DATA FOR PROCESSING Start Marker
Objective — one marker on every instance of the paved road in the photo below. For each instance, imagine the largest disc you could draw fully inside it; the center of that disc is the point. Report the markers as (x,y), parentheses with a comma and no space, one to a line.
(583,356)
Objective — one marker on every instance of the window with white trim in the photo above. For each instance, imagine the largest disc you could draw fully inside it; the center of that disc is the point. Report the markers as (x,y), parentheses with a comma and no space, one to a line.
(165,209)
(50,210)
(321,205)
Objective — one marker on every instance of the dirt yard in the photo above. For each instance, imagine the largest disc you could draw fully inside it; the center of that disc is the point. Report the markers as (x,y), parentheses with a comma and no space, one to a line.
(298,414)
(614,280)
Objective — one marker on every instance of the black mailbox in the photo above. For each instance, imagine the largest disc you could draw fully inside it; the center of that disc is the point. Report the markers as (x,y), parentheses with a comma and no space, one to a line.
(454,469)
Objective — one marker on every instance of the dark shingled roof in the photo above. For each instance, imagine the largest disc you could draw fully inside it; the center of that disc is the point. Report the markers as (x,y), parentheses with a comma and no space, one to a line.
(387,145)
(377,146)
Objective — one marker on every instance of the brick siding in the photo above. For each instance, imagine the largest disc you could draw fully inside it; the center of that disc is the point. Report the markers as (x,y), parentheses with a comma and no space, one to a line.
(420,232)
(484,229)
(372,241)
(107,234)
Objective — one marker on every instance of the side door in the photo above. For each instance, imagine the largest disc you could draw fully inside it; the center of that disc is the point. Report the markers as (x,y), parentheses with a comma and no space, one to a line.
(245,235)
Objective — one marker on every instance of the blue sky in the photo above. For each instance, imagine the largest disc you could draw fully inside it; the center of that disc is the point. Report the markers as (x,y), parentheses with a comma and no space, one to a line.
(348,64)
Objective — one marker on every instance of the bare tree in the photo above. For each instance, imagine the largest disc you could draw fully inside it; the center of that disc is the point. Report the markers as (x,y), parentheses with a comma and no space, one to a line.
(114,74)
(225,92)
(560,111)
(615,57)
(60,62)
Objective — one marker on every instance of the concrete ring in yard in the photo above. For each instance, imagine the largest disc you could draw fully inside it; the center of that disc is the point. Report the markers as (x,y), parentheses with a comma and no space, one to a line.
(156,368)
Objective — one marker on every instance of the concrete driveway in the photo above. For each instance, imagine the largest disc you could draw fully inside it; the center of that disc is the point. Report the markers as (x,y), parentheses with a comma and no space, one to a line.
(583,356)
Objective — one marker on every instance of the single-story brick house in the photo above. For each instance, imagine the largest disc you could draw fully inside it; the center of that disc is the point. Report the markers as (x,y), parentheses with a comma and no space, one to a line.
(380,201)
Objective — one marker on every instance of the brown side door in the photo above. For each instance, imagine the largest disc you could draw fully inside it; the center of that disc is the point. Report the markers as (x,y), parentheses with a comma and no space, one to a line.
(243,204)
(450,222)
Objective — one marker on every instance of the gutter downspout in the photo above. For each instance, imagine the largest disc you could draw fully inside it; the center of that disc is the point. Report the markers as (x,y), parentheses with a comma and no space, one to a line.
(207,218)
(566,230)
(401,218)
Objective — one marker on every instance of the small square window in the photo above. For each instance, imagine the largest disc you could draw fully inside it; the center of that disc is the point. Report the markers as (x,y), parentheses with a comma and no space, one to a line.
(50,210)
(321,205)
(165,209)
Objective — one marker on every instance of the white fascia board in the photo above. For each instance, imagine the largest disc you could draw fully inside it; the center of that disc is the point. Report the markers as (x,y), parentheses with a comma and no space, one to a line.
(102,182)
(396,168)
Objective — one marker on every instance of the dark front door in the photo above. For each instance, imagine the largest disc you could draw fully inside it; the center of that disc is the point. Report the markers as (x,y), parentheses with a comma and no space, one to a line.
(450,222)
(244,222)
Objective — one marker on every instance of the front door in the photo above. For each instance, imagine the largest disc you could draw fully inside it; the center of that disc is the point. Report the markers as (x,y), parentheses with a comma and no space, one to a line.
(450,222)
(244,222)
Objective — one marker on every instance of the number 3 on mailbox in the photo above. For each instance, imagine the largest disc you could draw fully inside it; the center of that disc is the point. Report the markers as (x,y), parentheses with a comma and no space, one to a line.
DATA FOR PROCESSING End Marker
▶ _WORK TASK_: What is needed here is every record above, repeated exactly.

▶ _WRITTEN REPLY_:
Objective — one marker on every instance of the paved road in the photo below. For each instance, imagine the largest disc you could draw fully inside it; the center of that disc is the point. Report the markers as (x,y), parentheses with a comma and no space, one to a line.
(583,356)
Objective — one marker on every instance of the window with white trim in the photo above. For each instance, imagine the largest disc you could draw fully inside it; the center of that disc is the point. Report the markers as (x,y), parentheses with a comma and no space, one to a line.
(165,209)
(50,210)
(321,205)
Objective — one marker on every instance of the dirt yard in the photo above. For each instance, imagine the largest disc you could draw fully inside it; the center of that disc is the point. Report the markers as (x,y), parentheses with a comma and no space, one to a line.
(298,414)
(614,280)
Objective — one marker on every instance of the black mailbox in the photo above. For each instance, imagine the largest disc you could draw fully inside it; the center of that disc is the point. Report the markers as (x,y), parentheses with a comma and no space, one to a line.
(454,469)
Objective — one marker on every instance of the dark shingled roof in the photo above. For each instance, imagine the largest disc you could draw fully inside it; the center of that disc is the point. Report the markers as (x,y), parentheses with a comma and no space, one to a line.
(387,145)
(377,146)
Objective — one marker on every instance of the brick siding in the photo above. For each instance, imagine the largest disc you could draw fully inside it; the center of that disc is the point. Report the markers as (x,y), parentheses with a comma and no space, one to a line.
(420,232)
(484,229)
(372,241)
(107,234)
Objective — one marker on every instance of the side door in the photo above. For each instance, imagine the largest disc you could draw fully inside it; the center of that disc is the point. Report the markers as (x,y), parentheses with a comma and no space, one to a line.
(245,235)
Objective — one marker on every instance of the blue sky in the photo above. For each instance, imagine the largest disc you could draw fully inside it; the center of that disc is the point. Report the markers as (x,y), parentheses with a comma and no space, one to a line.
(348,64)
Objective — one marker on every instance of the bare tree in the photo above. For each instance, imagine the largest disc you could draw fully inside it; the center of that disc is the point. Report the markers as (x,y), parentheses with a comma and no space, one to a line.
(114,74)
(225,92)
(560,111)
(615,57)
(60,62)
Objective — one marker on every instance of the concrete ring in yard in the photo above. For each instance, imagine the largest disc you could draw fully inside it; the center of that disc is the point. Report the markers as (x,y), parentheses with a comma and no space, one to a line.
(156,368)
Objective — one marker on every instance of the concrete driveway in the photo above. For each instance, imagine the largest disc you could draw fully inside it; the center of that disc is the point. Report the markers as (x,y), parentheses with a comma and no space, one to a line.
(583,356)
Objective — one marker on every instance of the single-story brick house in the photo above. For each instance, imagine the largest disc you could draw fully inside it; the center of that disc is the point. Report the markers as (x,y), parentheses with a comma and no space, one to a line.
(380,201)
Objective — one marker on every instance of the brown side door in the photo above. For each instance, imagine the largest disc you could draw fully inside it; the center of that disc is the point. Report the markers as (x,y), parentheses with a comma and no space, one to a line.
(243,204)
(450,222)
Objective — one marker on every instance of the gutter downspout in the photo above. For each instance, imagine the largest disc you could draw fully inside it; the center of that disc is the point. Report the markers as (x,y), parentheses with a comma and no space, one to a line.
(207,218)
(566,230)
(401,218)
Objective — one marker on every instance of the small square window in the photo above. For each instance, imagine the largest disc you could draw fully inside it; the center of that disc is the point. Report the markers as (x,y), parentheses with a comma and no space, one to a line.
(50,210)
(321,205)
(165,209)
Objective — one marker on every instance of the white fascia board in the photo above. For each instance, imagine the largest disc you could draw fully inside it; the center of that disc is the point. Report the markers as (x,y), parentheses with a comma and no space, one to a line.
(102,182)
(396,168)
Objective — one marker on every instance of the dark front door in the photo above. For each instance, imagine the largest disc you could draw fully inside it; the center of that disc is the point. Report the markers as (x,y), parentheses with a comma and no space, one to a line.
(450,222)
(244,222)
Objective — one marker on every instance of the front door in the photo above. For each instance, imagine the largest disc you could draw fully inside it; the center of that disc is the point. Report the markers as (x,y), parentheses with a comma and no space, one to a line.
(450,222)
(244,222)
Objective — one marker on every instance of the number 3 on mailbox in the photo above. For each instance, imagine the largest disc you could draw fully inside it; the center of that disc is the point. Report the markers as (x,y), parentheses with a comma and no space, one to a line.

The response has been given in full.